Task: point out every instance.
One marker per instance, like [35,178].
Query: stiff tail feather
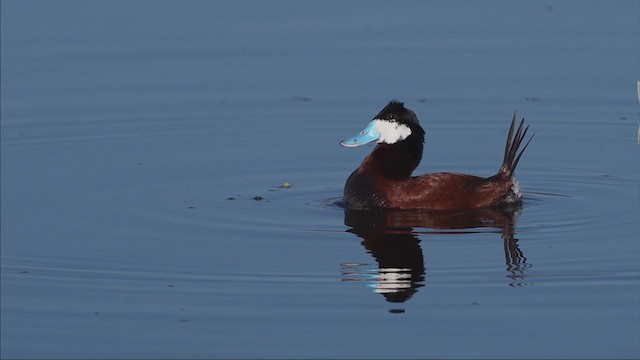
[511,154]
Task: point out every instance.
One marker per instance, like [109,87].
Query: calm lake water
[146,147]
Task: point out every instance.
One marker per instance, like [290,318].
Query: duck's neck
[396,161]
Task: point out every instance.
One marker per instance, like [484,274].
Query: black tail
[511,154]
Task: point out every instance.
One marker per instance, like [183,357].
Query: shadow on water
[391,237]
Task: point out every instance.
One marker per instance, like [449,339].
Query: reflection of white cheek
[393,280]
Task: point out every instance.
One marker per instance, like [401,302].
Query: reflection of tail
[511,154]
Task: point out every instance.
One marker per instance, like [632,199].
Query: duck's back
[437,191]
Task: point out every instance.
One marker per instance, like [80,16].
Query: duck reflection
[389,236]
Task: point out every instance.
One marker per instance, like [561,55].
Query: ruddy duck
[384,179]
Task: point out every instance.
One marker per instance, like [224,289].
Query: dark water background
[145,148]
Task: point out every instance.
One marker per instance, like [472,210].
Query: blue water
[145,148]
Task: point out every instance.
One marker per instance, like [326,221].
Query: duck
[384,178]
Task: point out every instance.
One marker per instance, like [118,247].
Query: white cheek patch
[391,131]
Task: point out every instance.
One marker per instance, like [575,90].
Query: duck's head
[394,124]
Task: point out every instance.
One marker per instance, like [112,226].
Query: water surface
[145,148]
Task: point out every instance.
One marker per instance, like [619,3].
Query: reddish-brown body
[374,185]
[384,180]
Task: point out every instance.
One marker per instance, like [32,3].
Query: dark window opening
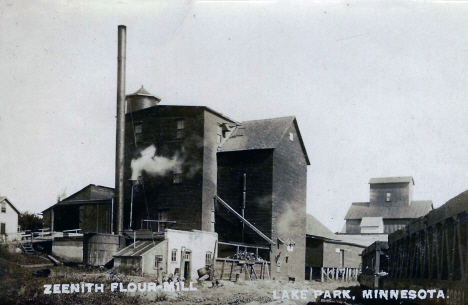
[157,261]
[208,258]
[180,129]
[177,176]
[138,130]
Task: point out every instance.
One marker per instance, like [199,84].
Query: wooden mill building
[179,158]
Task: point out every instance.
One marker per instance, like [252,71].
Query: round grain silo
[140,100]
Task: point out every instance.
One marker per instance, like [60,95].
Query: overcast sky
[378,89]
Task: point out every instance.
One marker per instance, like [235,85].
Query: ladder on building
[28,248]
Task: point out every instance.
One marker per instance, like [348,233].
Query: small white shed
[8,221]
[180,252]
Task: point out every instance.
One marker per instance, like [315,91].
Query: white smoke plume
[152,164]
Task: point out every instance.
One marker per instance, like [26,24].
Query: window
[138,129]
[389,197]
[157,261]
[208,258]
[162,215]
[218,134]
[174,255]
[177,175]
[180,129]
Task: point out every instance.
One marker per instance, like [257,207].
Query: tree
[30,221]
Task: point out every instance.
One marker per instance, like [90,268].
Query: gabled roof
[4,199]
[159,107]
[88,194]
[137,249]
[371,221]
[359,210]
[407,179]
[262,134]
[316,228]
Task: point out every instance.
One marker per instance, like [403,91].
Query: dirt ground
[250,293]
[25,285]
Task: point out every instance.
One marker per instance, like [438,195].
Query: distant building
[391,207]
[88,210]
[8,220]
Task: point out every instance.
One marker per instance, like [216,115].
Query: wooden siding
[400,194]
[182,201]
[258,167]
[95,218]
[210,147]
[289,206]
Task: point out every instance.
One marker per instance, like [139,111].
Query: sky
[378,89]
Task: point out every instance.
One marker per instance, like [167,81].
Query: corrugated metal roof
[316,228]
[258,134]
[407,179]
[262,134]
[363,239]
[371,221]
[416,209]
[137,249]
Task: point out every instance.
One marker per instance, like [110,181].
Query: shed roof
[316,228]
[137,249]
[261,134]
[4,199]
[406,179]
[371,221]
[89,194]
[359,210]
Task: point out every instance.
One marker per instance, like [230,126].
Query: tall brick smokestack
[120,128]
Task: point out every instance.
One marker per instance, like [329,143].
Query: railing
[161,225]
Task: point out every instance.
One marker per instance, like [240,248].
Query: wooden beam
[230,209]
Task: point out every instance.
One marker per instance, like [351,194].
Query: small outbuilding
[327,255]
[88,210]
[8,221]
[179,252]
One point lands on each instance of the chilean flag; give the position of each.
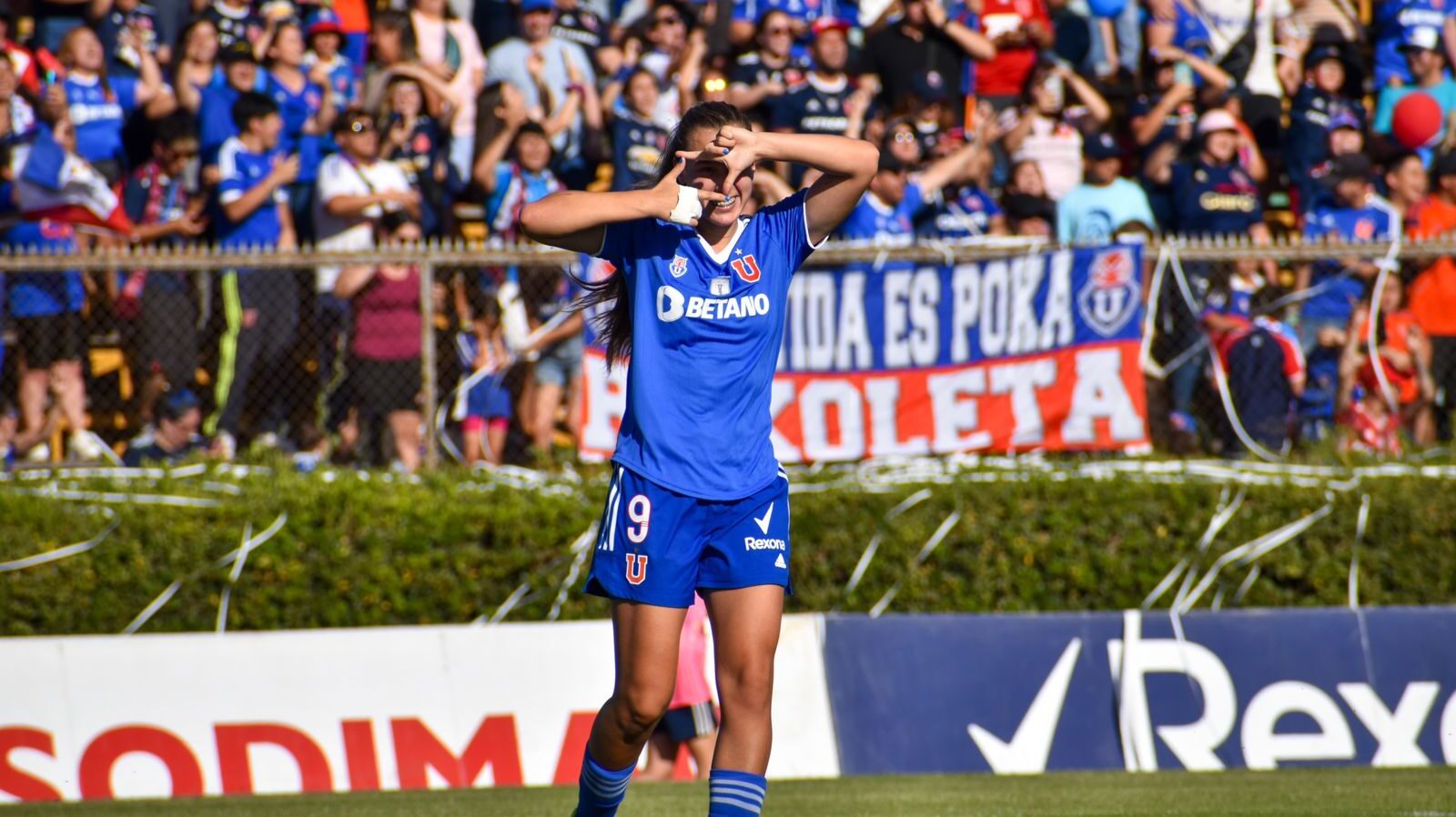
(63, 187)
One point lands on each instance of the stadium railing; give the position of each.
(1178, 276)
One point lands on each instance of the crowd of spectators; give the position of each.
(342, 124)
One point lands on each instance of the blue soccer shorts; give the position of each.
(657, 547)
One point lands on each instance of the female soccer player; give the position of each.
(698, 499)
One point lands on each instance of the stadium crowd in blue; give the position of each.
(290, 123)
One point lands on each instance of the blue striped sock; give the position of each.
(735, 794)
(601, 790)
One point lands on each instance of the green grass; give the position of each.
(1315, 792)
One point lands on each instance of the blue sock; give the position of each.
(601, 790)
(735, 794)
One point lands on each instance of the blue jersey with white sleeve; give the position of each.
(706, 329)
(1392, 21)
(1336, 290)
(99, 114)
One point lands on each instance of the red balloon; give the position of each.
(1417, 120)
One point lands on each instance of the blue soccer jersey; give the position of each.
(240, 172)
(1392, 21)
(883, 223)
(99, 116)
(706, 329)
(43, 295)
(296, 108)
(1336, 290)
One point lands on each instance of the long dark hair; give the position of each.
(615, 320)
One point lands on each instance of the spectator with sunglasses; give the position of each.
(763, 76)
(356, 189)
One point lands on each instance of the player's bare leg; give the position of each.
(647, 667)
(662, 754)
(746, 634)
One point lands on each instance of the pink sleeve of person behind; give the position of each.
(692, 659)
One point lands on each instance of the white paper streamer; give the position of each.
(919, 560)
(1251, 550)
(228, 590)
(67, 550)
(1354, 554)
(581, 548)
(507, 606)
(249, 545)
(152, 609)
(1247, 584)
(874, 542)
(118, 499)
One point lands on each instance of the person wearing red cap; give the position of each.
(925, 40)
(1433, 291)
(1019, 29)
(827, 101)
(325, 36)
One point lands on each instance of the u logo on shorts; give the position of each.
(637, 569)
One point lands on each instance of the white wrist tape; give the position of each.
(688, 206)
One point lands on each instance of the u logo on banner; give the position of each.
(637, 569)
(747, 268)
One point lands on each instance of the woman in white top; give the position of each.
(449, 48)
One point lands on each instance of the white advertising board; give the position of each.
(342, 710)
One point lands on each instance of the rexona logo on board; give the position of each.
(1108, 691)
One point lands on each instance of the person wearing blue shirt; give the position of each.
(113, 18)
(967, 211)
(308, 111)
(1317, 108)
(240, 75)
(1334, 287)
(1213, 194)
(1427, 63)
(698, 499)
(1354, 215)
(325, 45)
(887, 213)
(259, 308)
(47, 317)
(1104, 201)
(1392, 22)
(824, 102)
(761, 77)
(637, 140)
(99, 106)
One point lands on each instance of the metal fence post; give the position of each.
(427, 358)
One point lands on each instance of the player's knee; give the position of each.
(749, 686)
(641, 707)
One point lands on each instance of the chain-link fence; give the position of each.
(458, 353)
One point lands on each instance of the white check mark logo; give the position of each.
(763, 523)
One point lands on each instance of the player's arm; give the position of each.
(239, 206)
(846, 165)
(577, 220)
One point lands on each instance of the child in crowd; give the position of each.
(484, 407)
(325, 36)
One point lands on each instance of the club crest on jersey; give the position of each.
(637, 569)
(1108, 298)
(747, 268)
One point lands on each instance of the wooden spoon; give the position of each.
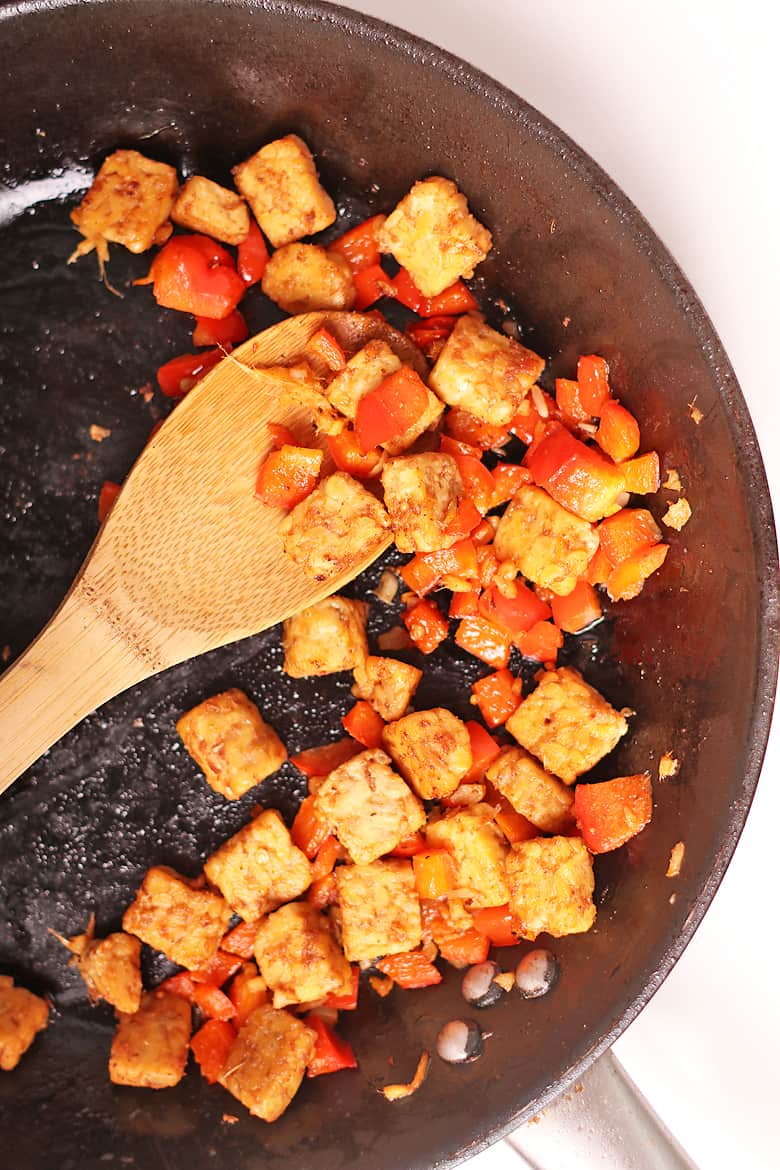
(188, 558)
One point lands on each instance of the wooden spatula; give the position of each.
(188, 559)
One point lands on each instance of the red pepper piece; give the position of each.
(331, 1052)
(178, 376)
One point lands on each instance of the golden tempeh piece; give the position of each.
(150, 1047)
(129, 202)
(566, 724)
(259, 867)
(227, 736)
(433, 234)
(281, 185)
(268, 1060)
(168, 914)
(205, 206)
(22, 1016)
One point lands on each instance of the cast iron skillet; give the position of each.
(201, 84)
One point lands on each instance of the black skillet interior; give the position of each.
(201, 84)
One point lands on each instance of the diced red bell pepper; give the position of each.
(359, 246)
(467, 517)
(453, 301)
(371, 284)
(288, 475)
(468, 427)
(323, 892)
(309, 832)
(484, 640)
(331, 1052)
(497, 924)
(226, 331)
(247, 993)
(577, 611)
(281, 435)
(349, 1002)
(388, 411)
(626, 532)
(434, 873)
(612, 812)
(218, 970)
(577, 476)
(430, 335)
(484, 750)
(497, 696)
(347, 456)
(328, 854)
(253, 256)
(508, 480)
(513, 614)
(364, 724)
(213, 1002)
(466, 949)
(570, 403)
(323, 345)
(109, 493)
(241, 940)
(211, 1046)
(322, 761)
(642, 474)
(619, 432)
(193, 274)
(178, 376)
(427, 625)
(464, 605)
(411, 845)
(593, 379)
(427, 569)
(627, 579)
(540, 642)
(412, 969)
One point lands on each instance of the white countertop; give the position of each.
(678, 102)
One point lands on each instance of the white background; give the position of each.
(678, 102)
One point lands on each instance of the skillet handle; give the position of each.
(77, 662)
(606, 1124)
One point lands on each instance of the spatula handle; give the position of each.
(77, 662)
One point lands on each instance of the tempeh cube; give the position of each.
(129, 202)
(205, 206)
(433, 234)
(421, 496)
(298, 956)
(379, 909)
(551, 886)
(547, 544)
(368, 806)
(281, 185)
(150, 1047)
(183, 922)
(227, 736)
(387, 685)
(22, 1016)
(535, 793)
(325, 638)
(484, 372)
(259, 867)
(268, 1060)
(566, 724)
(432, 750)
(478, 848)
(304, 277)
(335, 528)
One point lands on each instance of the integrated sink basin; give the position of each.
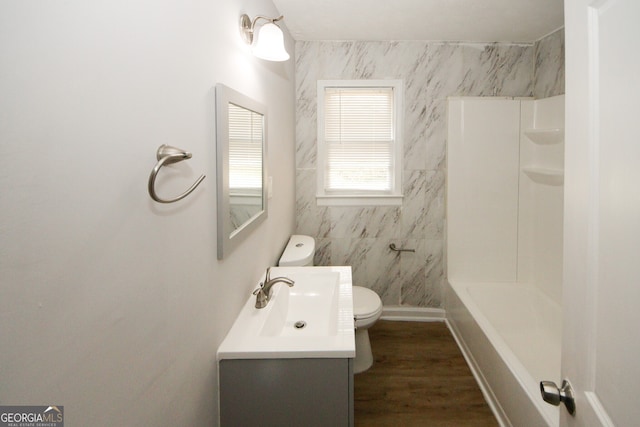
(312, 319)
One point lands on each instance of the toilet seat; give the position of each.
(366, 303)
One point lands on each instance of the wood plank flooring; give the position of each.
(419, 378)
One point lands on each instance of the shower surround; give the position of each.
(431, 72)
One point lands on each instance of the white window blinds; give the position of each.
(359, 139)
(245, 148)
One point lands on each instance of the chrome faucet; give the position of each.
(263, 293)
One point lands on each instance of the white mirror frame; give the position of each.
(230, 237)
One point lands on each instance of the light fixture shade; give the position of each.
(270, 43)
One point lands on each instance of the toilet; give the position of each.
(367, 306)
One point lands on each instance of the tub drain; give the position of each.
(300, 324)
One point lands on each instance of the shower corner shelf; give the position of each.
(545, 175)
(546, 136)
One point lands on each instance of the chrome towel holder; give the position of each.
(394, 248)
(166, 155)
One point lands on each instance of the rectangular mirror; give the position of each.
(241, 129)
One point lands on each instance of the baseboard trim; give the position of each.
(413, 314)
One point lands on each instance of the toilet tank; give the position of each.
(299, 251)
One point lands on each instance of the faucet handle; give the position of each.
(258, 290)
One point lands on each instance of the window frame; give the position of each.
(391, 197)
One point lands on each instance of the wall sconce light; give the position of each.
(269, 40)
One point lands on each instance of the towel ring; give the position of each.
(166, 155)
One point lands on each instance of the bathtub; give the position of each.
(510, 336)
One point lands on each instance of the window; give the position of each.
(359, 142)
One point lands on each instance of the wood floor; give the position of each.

(Work to complete): The line containing "One point lands on each instance of the shower corner" marks the start; retype it and each line after it through the end of the records above, exactly.

(Written response):
One point lands on each instance of the shower corner shelf; give the position of each.
(545, 175)
(546, 136)
One point lands on each instance of the chrome towel holder; give the position of each.
(394, 248)
(166, 155)
One point lands on each instance of the rectangular mirror; give the position of each.
(241, 129)
One point lands on each instance of the baseboard trim; give the position of each.
(413, 314)
One point lands on each instance of the toilet tank; give the position of each.
(299, 251)
One point lands on each instance of the faucet handle; give the position of each.
(258, 290)
One point lands on each instance of the window frame; give the position of each.
(391, 197)
One point lands on each instance of the wall sconce light; give the position of each.
(269, 40)
One point lands on each instance of the towel ring; give the position of each.
(166, 155)
One point lands on each instance of the bathtub; give the position of each.
(510, 336)
One point lands on each instance of the window; give the position of each.
(359, 142)
One point lands on each instance of the wood floor; give the position of each.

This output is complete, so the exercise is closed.